TEXT FOR ANALYSIS:
== Segment start ==

During mouse blastocyst development, one particular feature of early organ formation is lumenal pressure, which determines preliminary vasculature and endocrine organs. This lumenal pressure is dependent on cell-cell adhesion, which in turn is dependent on cortical tension[13]. Both tissue stiffness and cortical tension are interrelated, and when cortical tension reaches a certain threshold, the blastocyst collapses and the adhesive properties are lost. As a result, the maintenance of cortical tension in regards to cell lumen pressure is critical to ensuring embryo shape and cell organization[13].

While most studies regarding cortical tension are done in embryos (post-fertilization), work has also been done to clarify that oocyte meiosis also requires cortical tension regulation pre-fertilization. In particular, oocytes that are cryopreserved through vitrification (cooling process) seem to show deficiencies in cortical tension. Indeed, vitrification results in decreased oocyte cortical tension, and artificially increasing cortical tension improves oocyte viability by reducing meiotic errors[14].

== Segment end ==

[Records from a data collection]

== Segment start ==

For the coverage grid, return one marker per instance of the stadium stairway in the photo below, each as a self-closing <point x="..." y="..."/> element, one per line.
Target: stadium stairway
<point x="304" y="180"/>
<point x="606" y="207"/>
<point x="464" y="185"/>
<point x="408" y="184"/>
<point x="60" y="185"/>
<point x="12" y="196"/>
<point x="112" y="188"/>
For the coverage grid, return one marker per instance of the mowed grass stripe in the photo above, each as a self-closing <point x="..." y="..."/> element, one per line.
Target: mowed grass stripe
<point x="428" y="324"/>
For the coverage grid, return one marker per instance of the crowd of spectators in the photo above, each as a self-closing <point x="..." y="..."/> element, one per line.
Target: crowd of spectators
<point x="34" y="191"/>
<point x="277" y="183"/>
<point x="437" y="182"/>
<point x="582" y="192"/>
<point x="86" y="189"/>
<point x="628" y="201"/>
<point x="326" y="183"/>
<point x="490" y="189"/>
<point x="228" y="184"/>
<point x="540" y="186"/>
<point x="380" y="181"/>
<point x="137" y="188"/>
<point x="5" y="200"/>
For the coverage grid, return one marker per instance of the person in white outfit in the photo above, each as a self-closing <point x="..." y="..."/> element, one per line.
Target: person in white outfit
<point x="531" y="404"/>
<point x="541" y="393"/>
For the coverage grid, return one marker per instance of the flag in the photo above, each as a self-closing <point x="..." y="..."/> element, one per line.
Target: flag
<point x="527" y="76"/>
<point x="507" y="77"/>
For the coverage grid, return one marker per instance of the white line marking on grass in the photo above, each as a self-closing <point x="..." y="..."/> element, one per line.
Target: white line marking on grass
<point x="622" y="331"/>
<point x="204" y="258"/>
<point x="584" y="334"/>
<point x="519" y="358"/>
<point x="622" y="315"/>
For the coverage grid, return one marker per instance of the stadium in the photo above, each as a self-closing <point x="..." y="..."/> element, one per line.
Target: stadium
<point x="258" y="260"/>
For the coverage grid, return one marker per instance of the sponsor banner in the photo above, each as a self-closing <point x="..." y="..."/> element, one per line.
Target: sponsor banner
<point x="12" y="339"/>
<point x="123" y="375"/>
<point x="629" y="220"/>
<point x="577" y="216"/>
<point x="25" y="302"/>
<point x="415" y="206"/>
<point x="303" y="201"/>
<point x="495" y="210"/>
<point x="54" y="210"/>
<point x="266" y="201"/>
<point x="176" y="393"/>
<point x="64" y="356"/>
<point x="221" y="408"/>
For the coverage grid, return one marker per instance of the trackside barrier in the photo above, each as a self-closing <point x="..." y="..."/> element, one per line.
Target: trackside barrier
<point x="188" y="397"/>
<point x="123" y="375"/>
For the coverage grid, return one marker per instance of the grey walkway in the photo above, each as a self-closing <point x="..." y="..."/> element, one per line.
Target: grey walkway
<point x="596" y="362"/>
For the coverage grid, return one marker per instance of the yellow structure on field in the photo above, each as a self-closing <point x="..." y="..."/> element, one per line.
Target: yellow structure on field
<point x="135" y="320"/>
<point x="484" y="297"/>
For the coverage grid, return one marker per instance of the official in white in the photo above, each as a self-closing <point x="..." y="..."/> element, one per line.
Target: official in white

== Segment end ==

REQUIREMENT A: According to the passage on cortical tension, what happens to the blastocyst when cortical tension reaches a certain threshold?
REQUIREMENT B: Reproduce the part of the passage on cortical tension that opens with the words "While most studies" and closes with "reducing meiotic errors[14].".

TASK ANSWER A: The blastocyst collapses, and the adhesive properties are lost.

TASK ANSWER B:
While most studies regarding cortical tension are done in embryos (post-fertilization), work has also been done to clarify that oocyte meiosis also requires cortical tension regulation pre-fertilization. In particular, oocytes that are cryopreserved through vitrification (cooling process) seem to show deficiencies in cortical tension. Indeed, vitrification results in decreased oocyte cortical tension, and artificially increasing cortical tension improves oocyte viability by reducing meiotic errors[14].